ISTRUZIONI:
A - Nel testo sul dibattito politico sull'immigrazione, qual è la motivazione principale che spinge il governo, e la Lega Nord in particolare, verso misure così dure? Quale episodio viene citato come prova?
B - Riprendi il testo sul dibattito politico sull'immigrazione dall'ultima frase e scrivine il seguito.
== TESTO SELEZIONATO ==
In questi giorni il dibattito politico in Italia è animato dal voto sul ddl sulla sicurezza e sui respingimenti dei barconi dei migranti al largo delle coste italiane.
Sull’argomento sono sostanzialmente d’accordo con quanto ha scritto Sergio Romano sul suo editoriale di ieri pubblicato sul Corriere. A prescindere dall’evidente e insopportabile vena di intolleranza e xenofobia che anima il nostro governo, non basta che il Partito Democratico affermi di essere contrario ai respingimenti, occorre avere delle proposte alternative, tra le quali la lotta al racket che gestisce questo traffico di uomini ma soprattutto l’attuazione di una politica estera più attenta alla cooperazione internazionale verso quei paesi da cui scappano quelli che si imbarcano verso l’Italia per fuggire da fame, malattie e guerre.

La motivazione prima che porta il governo, in particolare la Lega Nord, ad attuare misure così dure in materia di immigrazione è la conservazione e protezione dell’identità (cristiana) nazionale. La riprova è venuta ieri sera quando il capogruppo della Lega alla Camera a Ballarò ha affermato che il suo partito è contrario all’ingresso della Turchia nell’Unione Europa, sottolineando che l’arrivo di 90 milioni di mussulmani potrebbe mettere in crisi la nostra identità.
===
== VOCI DEL DATASET ==
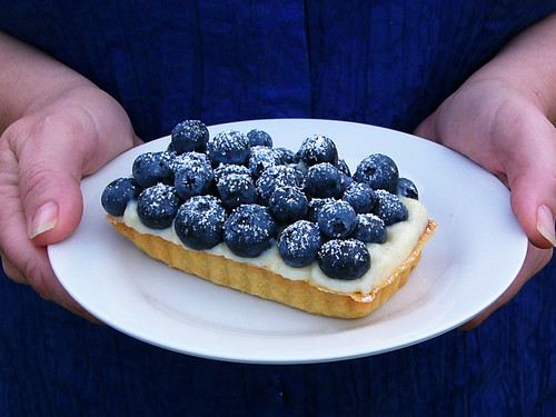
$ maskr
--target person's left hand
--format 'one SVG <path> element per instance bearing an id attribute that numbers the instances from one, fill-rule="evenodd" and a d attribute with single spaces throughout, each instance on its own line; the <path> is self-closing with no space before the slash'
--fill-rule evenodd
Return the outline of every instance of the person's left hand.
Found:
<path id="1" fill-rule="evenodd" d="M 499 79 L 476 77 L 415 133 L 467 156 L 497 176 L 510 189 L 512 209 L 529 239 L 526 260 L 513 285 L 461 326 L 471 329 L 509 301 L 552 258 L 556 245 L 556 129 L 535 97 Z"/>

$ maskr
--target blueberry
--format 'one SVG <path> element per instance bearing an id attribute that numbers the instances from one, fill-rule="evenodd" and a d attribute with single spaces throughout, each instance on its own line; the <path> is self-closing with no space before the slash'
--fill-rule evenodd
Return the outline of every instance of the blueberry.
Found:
===
== VOCI DEL DATASET ==
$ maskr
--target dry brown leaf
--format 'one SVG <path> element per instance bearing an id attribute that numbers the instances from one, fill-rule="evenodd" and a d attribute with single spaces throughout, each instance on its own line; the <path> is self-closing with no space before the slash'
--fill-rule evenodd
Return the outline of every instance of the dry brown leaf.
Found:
===
RISULTATI:
A - La motivazione principale è la conservazione e la protezione dell'identità nazionale cristiana. Come prova viene citata un'affermazione fatta ieri sera a Ballarò dal capogruppo della Lega alla Camera. Secondo lui il partito è contrario all'ingresso della Turchia nell'Unione Europea, perché l'arrivo di 90 milioni di musulmani potrebbe mettere in crisi la nostra identità.

B -
Mi pare che se per difendersi un’identità ha bisogno di erigere muri e di respingere “l’altro” allora essa è un’identità debole per cui prossima alla fine. ll problema non risiede quindi nella difesa dell’identità dalle “orde” che ci invadono, il problema sta nell’identità stessa.

Infine, il nuovo bersaglio è l’ONU reo di aver condannato le scelte italiane in materia di immigrazione. L’accusa è: l’ONU non fa niente per la situazione. C’è un particolare che chi fa queste affermazioni tende a tralasciare: le Nazioni Unite sono un organo di Stati (tra cui l’Italia) e se non funzionano la colpa va innanzitutto attribuita a chi dovrebbe farla funzionare.

Un pensiero su “IMMIGRAZIONE, IDENTITA’ e ONU”
  1. La questione del rapporto identità e alterità è complessa. Hegelianamente solo il rapporto con la differenza fonda l’identità, sicché senza la prima non si dà neppure la seconda.
    Bisogna però ricordare, come affermava Levinas e come ricorda più recentemente Zizek, che l’incontro con l’altro non è un “balletto”, è una “lotta per la vita e per la morte” e produce come tale conflitto e pericolo.
    Detto questo: la politica del governo italiano è di certo xenofoba e rappresenta il volto peggiore di un paese (Ila sua maggioranza stando alle ultime elezioni) ottuso e pauroso.
    E’ anche vero che l’aumento dell’immigrazione è un problema che va gestito anche con sistemi di controllo e rallentamento dei flussi. Le conseguenze ideologiche ed economiche dei movimenti dei migranti sono importanti (basti vedere la Francia e l’Inghilterra) e l’incontro con l’Altro “ti leva la pelle di dosso” come diceva Levinas. Un coordinamento dei paesi europei e un miglioramento della giustizia italiana (più rapida per giudicare deliquenti migranti ma soprattutto politici corrotti e collusi con la mafia) potrebbe essere un primo strumento.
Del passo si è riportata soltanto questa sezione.